* Document section
%%
To this end, we are developing a comprehensive procedure that, starting from a set of potential miRNAs, identifies a more powerful and parsimonious composite score. Briefly, the best combination of the potential miRNAs is reached by resorting to penalised maximum likelihood estimation (PMLE) regression methods (Harrell, 2001) that can provide more reliable results in the presence of large numbers of input variables. A more parsimonious final model was then obtained using a step-down procedure as suggested by Ambler et al (2002).

As example, for illustration purpose only, we applied our procedure in a similar context of Shin et al (2015), to data on circulating miRNAs in plasma from 20 hepatocellular carcinoma (HCC) patients and 20 healthy donors (GSE50013) retrieved from the Gene Expression Omnibus database (http://www.ncbi.nlm.nih.gov/gds). By applying our NqA algorithm (Verderio et al, 2014), four miRNAs were identified as potential diagnostic biomarkers for HCC. As reported in Table 1, the AUC value observed for each of these miRNAs ranged from 0.739 to 0.841. Interestingly, by combining these miRNAs with the PMLE approach, we observed a sensible increment of the predictive capability with an AUC value of 0.953. In addition, we obtained a more parsimonious model based only on three miRNAs (AUC=0.923) without the loss of discriminatory power. A similar AUC value (AUC=0.920) was observed by applying the least absolute shrinkage and selection operator (LASSO) method (Tibshirani, 1996). Notably, the two approaches retained the same three miRNAs.
%%
* Exercises to complete
1 – Answer these questions about the miRNA passage:
(a) How many hepatocellular carcinoma patients and how many healthy donors supplied the plasma data?
(b) What AUC value resulted from combining the four miRNAs with the PMLE approach?
(c) Who suggested the step-down procedure used to reach a more parsimonious final model?
2 – Please continue the miRNA passage from its final sentence.
The items come from a separate source, unrelated to the miRNA passage.

(Natural language region descriptions)
%%
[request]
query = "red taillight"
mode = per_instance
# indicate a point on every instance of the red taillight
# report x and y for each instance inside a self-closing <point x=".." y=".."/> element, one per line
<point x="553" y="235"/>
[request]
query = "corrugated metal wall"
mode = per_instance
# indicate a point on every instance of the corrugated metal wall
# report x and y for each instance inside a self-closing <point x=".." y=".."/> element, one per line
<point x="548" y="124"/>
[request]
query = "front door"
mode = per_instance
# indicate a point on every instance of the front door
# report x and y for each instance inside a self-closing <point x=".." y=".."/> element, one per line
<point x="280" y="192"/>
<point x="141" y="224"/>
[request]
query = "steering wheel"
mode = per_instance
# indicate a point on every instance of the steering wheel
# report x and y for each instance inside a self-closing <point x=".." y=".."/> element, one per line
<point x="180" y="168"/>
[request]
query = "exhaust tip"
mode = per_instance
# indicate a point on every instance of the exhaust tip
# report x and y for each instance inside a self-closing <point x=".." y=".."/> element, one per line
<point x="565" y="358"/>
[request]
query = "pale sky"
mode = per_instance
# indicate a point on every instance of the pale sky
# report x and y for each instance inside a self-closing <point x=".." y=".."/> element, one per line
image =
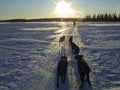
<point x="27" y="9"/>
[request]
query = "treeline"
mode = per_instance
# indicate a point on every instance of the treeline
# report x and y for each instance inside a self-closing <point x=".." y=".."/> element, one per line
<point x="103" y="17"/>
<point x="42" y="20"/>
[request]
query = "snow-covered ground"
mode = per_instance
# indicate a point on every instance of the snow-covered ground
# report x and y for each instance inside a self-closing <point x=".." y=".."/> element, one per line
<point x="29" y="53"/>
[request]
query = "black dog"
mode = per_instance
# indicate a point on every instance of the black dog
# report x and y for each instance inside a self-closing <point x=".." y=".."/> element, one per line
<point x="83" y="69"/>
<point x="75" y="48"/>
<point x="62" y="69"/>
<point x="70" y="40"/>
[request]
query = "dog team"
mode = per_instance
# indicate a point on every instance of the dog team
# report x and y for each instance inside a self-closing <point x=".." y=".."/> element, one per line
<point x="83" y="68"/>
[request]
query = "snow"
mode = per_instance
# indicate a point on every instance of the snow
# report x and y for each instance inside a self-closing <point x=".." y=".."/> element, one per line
%%
* Answer set
1 –
(a) 20 hepatocellular carcinoma patients and 20 healthy donors.
(b) 0.953.
(c) Ambler et al (2002).

2 –
Table 1 Estimated AUC and 95% confidence interval (CI) of the considered model

In conclusion, this example shows that a more appropriate way to get the information for the evaluation of miRNAs as biomarkers could be interpreting their predictive role in a multivariate fashion or following Collins et al (2015), that ‘Prediction is inherently multivariable’.

This suggests the need of resorting to statistical procedures, generally based on advanced methods, in order to properly embrace the complexity of the data with the ultimate aim of better predicting the presence/absence of disease.